%%

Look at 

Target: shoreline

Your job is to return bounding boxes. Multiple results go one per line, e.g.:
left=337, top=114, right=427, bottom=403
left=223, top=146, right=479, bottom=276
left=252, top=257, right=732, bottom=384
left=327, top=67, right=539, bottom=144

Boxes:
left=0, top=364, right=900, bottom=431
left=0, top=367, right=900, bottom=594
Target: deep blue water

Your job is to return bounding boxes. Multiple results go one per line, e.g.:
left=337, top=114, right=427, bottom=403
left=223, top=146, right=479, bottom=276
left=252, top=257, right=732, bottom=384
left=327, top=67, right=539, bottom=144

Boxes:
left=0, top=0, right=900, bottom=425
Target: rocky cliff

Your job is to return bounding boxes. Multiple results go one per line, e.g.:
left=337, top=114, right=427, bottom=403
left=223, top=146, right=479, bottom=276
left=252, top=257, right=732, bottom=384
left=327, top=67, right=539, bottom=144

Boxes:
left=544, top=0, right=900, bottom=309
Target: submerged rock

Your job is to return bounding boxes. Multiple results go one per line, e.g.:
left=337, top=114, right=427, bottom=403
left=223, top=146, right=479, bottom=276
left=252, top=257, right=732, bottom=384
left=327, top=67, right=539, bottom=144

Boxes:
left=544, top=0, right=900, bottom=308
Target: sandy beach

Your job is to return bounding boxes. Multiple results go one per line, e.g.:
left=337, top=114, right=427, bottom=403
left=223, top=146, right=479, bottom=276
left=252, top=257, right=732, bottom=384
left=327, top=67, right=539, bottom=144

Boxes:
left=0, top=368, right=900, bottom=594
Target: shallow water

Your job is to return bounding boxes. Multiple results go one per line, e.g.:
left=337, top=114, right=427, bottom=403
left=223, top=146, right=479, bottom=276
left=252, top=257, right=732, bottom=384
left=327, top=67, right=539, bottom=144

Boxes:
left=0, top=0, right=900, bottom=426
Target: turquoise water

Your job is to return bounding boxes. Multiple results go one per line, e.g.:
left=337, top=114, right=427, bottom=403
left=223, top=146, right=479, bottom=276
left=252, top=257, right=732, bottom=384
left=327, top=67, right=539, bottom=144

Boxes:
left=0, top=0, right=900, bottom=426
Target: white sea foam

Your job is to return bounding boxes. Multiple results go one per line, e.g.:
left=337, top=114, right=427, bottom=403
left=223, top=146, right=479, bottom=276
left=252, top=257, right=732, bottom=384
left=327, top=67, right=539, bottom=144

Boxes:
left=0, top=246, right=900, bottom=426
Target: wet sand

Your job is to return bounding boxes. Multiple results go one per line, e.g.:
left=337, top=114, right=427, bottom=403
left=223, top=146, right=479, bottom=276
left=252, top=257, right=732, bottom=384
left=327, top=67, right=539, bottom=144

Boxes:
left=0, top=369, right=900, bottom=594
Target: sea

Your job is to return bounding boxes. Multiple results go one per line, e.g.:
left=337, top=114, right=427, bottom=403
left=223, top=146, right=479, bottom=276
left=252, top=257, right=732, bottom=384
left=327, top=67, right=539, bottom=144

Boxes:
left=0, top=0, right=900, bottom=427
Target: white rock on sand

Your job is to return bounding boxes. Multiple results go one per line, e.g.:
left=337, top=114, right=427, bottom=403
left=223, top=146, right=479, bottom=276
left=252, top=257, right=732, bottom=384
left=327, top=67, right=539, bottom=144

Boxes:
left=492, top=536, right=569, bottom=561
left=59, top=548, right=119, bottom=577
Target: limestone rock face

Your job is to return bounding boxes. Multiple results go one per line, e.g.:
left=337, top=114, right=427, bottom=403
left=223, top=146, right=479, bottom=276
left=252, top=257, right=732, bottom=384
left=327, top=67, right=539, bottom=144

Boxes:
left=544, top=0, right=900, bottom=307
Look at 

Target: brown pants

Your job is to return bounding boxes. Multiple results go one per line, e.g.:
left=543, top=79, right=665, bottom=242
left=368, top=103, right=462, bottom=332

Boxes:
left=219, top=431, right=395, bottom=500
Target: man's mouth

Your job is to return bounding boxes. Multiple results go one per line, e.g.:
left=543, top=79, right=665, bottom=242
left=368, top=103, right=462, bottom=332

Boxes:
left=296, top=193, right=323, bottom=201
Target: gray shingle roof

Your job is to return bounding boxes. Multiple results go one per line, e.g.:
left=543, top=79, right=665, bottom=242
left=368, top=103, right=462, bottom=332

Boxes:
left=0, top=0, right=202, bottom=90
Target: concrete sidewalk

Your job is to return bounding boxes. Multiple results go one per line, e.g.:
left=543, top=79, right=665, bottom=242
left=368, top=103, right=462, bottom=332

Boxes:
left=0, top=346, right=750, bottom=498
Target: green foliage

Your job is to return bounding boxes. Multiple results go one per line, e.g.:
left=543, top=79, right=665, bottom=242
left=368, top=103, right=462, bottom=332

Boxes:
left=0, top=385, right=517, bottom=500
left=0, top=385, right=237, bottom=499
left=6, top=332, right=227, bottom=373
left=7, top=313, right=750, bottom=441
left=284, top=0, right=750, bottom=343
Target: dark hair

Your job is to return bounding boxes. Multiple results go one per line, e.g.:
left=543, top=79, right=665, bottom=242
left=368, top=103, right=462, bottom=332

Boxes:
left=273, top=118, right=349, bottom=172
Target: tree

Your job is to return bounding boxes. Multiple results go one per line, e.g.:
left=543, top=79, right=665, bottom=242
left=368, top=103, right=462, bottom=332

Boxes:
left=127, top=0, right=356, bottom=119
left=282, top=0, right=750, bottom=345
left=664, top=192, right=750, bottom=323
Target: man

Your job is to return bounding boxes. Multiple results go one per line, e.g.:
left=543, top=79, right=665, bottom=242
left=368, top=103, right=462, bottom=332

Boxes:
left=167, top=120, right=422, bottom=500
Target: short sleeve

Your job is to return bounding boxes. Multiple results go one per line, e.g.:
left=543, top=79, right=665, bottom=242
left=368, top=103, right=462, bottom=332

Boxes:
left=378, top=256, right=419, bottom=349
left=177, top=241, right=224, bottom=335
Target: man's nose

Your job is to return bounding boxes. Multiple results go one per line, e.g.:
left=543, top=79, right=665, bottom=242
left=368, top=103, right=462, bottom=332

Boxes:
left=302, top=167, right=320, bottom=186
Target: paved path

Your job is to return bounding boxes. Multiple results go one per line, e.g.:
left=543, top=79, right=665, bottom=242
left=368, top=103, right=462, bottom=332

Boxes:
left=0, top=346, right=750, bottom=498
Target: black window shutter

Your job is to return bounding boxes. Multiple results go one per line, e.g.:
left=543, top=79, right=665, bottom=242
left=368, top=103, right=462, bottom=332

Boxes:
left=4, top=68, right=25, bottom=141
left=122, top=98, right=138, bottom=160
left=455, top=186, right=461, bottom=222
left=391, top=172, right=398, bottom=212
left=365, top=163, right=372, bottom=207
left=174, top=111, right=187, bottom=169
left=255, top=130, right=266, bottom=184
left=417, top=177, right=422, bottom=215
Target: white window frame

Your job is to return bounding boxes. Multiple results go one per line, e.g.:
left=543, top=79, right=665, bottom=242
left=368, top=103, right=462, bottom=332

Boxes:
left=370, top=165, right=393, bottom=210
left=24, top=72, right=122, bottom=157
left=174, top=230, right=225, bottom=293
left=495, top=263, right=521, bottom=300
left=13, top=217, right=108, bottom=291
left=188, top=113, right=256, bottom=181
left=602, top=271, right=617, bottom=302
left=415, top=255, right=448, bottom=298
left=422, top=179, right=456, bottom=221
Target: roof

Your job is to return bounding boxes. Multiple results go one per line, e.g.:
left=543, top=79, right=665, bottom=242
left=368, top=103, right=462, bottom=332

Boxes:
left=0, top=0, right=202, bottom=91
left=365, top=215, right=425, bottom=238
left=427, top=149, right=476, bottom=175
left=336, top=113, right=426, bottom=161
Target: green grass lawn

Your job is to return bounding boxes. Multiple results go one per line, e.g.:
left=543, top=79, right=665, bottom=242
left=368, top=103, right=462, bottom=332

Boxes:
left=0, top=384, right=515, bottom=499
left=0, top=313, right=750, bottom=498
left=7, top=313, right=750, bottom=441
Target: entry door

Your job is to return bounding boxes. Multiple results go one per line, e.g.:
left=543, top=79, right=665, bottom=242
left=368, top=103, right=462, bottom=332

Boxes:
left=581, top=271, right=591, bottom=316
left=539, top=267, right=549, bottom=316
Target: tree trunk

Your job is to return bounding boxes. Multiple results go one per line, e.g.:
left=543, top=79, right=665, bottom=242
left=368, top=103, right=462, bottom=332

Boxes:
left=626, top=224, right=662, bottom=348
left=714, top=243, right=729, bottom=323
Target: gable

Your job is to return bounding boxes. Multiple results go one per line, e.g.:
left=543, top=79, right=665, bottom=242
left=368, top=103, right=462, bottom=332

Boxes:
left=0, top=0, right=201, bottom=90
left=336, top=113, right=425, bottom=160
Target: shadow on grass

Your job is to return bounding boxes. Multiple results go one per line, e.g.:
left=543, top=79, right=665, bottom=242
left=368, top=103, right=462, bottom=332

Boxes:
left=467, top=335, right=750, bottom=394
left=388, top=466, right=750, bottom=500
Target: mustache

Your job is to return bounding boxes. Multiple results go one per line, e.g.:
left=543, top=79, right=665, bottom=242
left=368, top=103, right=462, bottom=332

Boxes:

%%

Do this =>
Output the rows above verbatim, everything from the line containing "Target: roof" down to the line containing "left=714, top=243, right=729, bottom=323", both ends included.

Written answer =>
Target: roof

Your job is to return bounding boxes. Multiple results go one per line, e.g.:
left=543, top=79, right=665, bottom=242
left=368, top=103, right=462, bottom=332

Boxes:
left=0, top=0, right=202, bottom=91
left=365, top=215, right=425, bottom=238
left=427, top=149, right=476, bottom=175
left=336, top=113, right=426, bottom=161
Target: green grass lawn

Your job is to return bounding boxes. Multiple results go one per line, e.g.:
left=543, top=79, right=665, bottom=242
left=368, top=103, right=462, bottom=332

Boxes:
left=0, top=384, right=515, bottom=499
left=0, top=313, right=750, bottom=498
left=7, top=313, right=750, bottom=441
Target: entry door

Your job is to return bounding boxes. Multiple results go one per line, e.g.:
left=543, top=79, right=665, bottom=242
left=368, top=103, right=462, bottom=332

Boxes:
left=581, top=271, right=591, bottom=316
left=539, top=267, right=549, bottom=316
Target: tree trunk

Your job is to return bounding boxes. Multiple results go one per line, e.g.:
left=543, top=79, right=665, bottom=242
left=368, top=103, right=462, bottom=332

Boxes:
left=626, top=224, right=662, bottom=348
left=714, top=243, right=729, bottom=323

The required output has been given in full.